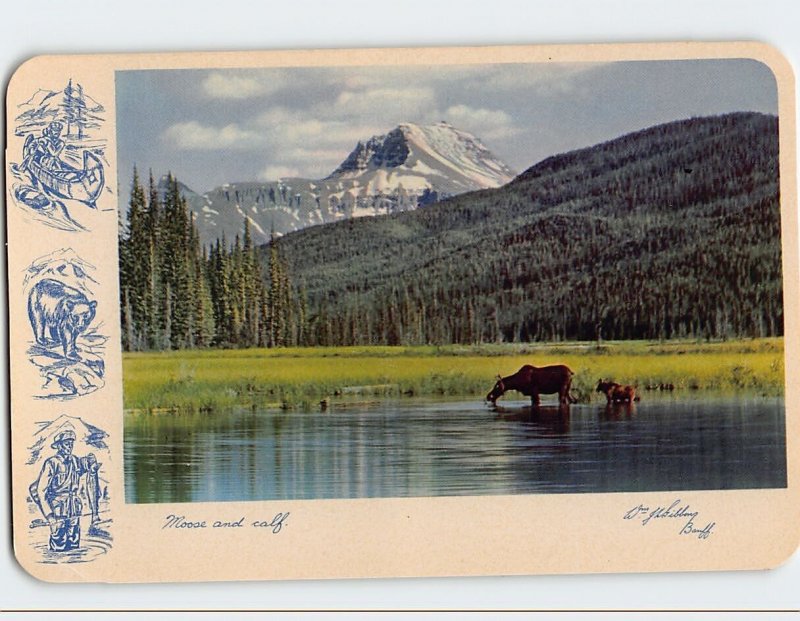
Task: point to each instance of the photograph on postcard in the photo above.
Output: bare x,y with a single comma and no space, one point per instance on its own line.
352,282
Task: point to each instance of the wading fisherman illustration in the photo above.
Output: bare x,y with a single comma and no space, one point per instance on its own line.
58,489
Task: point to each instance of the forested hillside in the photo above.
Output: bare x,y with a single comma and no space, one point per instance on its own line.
670,232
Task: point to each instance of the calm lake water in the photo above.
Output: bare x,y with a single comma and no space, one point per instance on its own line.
414,447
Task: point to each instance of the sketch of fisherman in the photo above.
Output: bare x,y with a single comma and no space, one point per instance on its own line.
48,147
57,492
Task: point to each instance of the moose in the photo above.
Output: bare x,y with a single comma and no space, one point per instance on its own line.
534,381
617,393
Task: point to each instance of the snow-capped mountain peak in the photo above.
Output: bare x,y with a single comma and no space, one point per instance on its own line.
410,166
437,156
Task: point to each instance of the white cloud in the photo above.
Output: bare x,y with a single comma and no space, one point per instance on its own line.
192,136
241,86
484,123
403,104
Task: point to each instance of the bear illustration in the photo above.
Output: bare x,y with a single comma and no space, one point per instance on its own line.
58,314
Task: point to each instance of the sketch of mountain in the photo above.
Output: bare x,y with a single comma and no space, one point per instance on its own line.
63,265
86,433
79,111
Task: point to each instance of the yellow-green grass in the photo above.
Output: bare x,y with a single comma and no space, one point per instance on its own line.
302,377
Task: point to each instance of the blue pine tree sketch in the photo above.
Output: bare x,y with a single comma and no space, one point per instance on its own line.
69,501
67,345
61,172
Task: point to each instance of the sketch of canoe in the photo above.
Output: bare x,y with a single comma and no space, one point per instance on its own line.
67,181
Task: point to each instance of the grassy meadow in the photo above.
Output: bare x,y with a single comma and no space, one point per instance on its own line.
299,378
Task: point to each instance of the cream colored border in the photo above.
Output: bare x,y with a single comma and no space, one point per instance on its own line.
391,537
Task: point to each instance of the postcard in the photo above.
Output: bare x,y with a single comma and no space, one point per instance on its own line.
403,312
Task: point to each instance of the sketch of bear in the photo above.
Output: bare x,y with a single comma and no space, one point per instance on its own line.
59,314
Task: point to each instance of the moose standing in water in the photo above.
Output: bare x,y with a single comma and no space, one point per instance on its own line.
534,381
617,393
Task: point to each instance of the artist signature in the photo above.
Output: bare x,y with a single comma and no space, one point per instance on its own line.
678,510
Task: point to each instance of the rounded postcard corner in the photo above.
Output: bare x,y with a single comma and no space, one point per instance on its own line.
27,66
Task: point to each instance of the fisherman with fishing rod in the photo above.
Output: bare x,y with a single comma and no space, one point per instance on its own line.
57,492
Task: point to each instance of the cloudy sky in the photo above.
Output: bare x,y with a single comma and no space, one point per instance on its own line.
209,127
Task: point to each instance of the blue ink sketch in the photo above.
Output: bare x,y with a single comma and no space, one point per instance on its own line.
61,173
69,500
67,346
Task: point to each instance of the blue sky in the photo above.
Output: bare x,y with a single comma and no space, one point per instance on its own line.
209,127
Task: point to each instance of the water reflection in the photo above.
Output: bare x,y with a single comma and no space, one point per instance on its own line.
425,448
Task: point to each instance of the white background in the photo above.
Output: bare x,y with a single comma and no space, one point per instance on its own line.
84,26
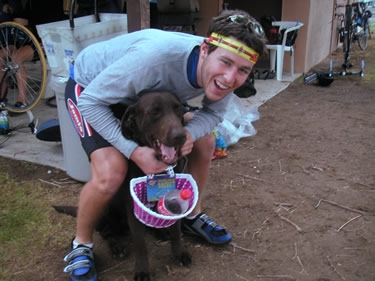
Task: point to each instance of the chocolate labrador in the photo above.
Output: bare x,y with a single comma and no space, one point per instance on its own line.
155,120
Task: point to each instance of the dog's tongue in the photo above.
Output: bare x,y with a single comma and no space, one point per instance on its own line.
168,153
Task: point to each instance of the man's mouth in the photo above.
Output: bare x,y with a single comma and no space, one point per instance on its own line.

EXERCISE GOAL
Leave out the pictures and transcribe the entries above exactly.

WRITTEN REPLY
Task: point to each instance of the photograph on postcard in the photo above.
Output: bare x,y with a single comma and no space, one point per instance on its own line.
352,282
Task: point to each instance of the wading fisherman illustration in the photo above.
Output: bare x,y with a single comma and no space, one point per instance on its own line.
58,489
Task: point to each instance of the forested hillside in the photo above.
Output: bare x,y with a single comma and no space, one point per instance on its own line.
670,232
Task: point to each instance of the calm lake water in the photo above.
Output: bare x,y with a single comma and no space, one point per instance on its own line.
414,447
Task: point to each instance of the sketch of fisherman in the photo above.
Output: bare x,y with a single comma and no space, one point per instance on its own line.
48,147
57,492
Task: point to each instance of the moose in the photo above.
Output: bare x,y with a single comma and no space, one point per instance on its own line.
534,381
617,393
Task: point to each instance of the snow-capped mountain peak in the photo above.
Output: bare x,y with a single comma and no space, one point per instance on its own line.
410,166
437,156
Task: point to each instance of the white cloud in the photo above.
Output: bare x,y with a single comma and no space, one point per instance on its own line.
192,136
241,86
484,123
403,104
Task: point to each instance of the bear illustration in the photo above.
Output: bare x,y with a single comma and no space, one point per instance on its own line.
58,314
Task: point to each instance of the sketch of mountain in the photo above.
Output: bare x,y with a single comma and no space, one point per instance on its own line.
63,265
86,433
79,111
Task: point to each instance of the yellow-green grass in the photo above.
Output: bare x,y with a single comma and no space, one point per instance on its own line.
302,377
Task: point to each instance of the blue pine tree sketch in the photo above.
Output: bare x,y with a single comma and no space, one point per instance on its own line.
69,501
67,345
61,172
Task: point to each instance of the sketch of canoe in the photo above.
Output: bare x,y with a single comma and no space, one point per instance on its own line.
67,181
Task: point to each instance of the grassy meadow in the photo above.
Output: bare x,y with a single comma and no space, one point per instance on its own line.
299,378
Task: point to each instance of the cream colored border in the photo above.
Output: bare x,y with a single comma and no space, one point per instance on its own line.
391,537
Task: point to each instance of the postcard in the photo above.
Output: bare x,y with a single comma and no space, one point per instance on its own line.
403,312
Task: point to each instance of the sketch of bear in the photo above.
Output: bare x,y with a single comma and no space, one point per instance on its own line.
59,314
Task: point to each instance of the moose standing in water in the photo above.
Output: bare x,y with a single comma and no space, one point per instance on its own line.
534,381
617,393
Task: point to each instance of the artist signature in the photo above.
Output: bare x,y with a single comma and no space, one point per instance on its own line.
678,510
Task: point to each instance of the rounded postcard corner in the photo above.
Output: bare x,y with a single comma and no space, one point per instance on its own line.
27,66
Task: point to each instance of the fisherman with fishing rod in the photo above.
Output: bare x,y with a single comma and no space, one point per instance on its own line.
57,492
Task: point to each instance of the cloudy sky in the photo above.
Output: bare x,y with a single comma and no space, one point per instance on its own line.
209,127
Task: point to each instance of the blue ink sketch in the photo above.
Output: bare x,y with a single comma and no space, one point per instance on its own line.
61,173
69,500
67,346
Task: point to each instance of the blue sky in the photo above.
Output: bare x,y with a single comma and no space, one point per instance on its own line.
209,127
Task: point to each instance of the water reflection in the photo above.
Output: bare x,y with a single comma and no space, one point per instance on its own line.
425,448
Task: point to each instance of the white background in the photo above.
Output: bare x,y with a single comma and no space, one point per instance on its own line.
84,26
Task: point to each instance of the chocolate labrador in the photo above.
Output: bare x,y with a single comma and no space, one point per instance on its own line.
155,120
Task: point to each instance of the dog's tongue in the photo above.
Output: bare x,y with a single comma and no space, one point per instance on its own line.
168,153
Task: point to each instance of the man's mouth in the photo above.
Output: bare x,y with a single comma and no space, one point per instance on its own line.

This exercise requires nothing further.